(WORK TO BE COMPLETED)
In the Servify text, which company acquired The Service Solutions?

(TEXT SEGMENT)
┌────────

Servify
- Company type: Private company
- Founded: 2015
- Founder: Sreevathsa Prabhakar
- Headquarters: Mumbai, India
- Area served: North America, Middle East, China, Europe, Turkey, India
- Key people: Pragyan Mohanty (Group COO)
- Number of employees: 700+ (2022)
- Parent: Service Lee Technologies Private Limited
- Website: Official website

= Servify =

Device management platform

Servify is a device management platform, founded in 2015. It is headquartered in Mumbai, India and operates in North America, Europe, Middle East, China and Turkey. It provides services such as product diagnosis, queue management, warranty and protection plans to its clients. In 2019, Servify was featured in Red Herring Asia Top 100 Technology company list.
== History ==
Servify was founded by Sreevathsa Prabhakar in 2015. Before starting Servify, Prabhakar was running a company called The Service Solutions, which he had started in 2009 and later it was acquired by B2X GmbH, a Germany based customer service outsourcing company.

It received its first round of funding in April 2016 for an undisclosed amount from Blume Ventures, Beenext, Barkawi Holdings and TM Service Technology Holdings.

└────────

(Stored records)
┌────────

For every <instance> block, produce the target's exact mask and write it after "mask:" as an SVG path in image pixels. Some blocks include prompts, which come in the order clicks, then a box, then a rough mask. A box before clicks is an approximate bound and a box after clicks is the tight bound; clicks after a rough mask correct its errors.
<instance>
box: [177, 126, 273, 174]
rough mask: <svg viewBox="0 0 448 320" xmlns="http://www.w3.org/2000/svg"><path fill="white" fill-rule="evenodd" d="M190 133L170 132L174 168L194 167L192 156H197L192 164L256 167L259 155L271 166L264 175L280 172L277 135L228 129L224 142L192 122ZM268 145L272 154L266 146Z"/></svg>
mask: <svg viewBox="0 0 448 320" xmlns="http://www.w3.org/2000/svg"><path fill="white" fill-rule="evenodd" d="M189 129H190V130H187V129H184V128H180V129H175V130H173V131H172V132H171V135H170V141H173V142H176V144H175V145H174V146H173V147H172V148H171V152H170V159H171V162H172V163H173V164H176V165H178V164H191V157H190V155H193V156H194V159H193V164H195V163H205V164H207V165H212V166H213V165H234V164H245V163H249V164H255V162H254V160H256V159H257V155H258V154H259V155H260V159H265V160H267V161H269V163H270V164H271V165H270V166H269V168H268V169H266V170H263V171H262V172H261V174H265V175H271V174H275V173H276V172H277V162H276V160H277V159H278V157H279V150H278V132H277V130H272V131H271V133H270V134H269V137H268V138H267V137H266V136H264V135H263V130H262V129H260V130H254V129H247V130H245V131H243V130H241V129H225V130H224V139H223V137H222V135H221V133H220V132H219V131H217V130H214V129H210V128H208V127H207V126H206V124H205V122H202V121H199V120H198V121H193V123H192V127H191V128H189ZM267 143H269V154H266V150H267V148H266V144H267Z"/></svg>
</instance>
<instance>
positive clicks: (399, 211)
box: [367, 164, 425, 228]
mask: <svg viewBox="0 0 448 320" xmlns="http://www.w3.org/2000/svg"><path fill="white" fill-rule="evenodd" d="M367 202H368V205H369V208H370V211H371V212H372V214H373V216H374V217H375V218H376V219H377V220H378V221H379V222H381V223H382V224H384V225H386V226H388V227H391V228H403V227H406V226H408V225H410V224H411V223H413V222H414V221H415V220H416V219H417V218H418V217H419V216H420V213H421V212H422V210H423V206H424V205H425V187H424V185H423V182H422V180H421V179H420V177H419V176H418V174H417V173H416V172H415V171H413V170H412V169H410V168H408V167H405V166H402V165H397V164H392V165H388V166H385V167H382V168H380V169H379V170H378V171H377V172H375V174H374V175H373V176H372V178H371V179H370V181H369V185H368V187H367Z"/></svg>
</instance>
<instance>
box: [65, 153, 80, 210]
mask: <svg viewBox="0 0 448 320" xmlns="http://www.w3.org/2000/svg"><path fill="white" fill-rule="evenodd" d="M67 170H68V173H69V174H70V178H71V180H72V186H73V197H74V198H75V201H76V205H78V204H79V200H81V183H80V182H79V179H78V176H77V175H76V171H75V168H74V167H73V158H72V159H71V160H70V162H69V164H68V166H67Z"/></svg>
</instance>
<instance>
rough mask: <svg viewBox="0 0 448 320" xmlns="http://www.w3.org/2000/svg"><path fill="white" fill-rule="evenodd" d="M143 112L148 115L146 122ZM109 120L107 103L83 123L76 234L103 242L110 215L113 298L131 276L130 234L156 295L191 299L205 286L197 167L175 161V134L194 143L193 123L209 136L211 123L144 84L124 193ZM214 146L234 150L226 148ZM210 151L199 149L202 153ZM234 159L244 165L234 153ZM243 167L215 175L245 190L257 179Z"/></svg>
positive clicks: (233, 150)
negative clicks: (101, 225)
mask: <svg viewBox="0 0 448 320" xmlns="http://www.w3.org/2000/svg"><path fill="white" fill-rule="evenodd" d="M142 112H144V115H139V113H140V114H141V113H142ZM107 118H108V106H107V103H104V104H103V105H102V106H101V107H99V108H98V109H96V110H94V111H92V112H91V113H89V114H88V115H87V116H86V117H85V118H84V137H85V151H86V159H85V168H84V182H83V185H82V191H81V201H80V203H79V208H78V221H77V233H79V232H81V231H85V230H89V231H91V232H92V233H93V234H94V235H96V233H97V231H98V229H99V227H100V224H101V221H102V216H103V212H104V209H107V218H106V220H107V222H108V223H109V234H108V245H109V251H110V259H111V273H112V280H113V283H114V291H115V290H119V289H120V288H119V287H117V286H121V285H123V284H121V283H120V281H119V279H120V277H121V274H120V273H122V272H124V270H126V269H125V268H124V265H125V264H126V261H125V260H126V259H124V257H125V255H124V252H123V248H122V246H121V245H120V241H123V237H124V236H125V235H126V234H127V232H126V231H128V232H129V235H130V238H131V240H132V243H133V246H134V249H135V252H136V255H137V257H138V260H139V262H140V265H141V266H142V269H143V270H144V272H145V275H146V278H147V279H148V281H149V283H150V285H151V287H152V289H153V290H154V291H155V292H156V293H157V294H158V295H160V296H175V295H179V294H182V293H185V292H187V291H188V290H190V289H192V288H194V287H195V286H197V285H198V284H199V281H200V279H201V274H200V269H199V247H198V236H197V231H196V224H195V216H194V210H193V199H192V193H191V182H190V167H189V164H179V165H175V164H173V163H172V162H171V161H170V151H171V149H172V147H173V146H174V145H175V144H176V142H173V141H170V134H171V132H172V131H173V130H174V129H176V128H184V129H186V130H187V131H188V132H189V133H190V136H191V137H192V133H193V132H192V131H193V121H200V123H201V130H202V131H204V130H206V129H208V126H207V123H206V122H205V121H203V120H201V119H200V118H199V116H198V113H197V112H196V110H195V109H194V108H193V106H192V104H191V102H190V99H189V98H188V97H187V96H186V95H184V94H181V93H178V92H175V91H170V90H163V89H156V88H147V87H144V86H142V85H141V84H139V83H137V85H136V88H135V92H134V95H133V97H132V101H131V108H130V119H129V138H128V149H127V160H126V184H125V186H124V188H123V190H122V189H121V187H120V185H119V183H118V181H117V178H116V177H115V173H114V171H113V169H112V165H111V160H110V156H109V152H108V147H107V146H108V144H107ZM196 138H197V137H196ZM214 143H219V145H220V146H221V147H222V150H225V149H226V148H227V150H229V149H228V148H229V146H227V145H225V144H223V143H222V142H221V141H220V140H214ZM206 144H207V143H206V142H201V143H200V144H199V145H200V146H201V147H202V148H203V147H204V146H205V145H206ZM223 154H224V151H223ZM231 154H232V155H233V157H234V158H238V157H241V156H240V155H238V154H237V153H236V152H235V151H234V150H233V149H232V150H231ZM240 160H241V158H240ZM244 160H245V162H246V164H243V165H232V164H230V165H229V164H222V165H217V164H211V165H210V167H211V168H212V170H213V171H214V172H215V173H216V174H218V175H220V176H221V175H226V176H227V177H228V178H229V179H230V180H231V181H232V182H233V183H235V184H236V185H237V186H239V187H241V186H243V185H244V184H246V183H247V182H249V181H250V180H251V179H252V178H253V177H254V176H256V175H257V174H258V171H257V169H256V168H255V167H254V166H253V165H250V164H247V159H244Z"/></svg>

└────────

(RESULT FOR THIS EXERCISE)
B2X GmbH, a Germany-based customer service outsourcing company, acquired The Service Solutions.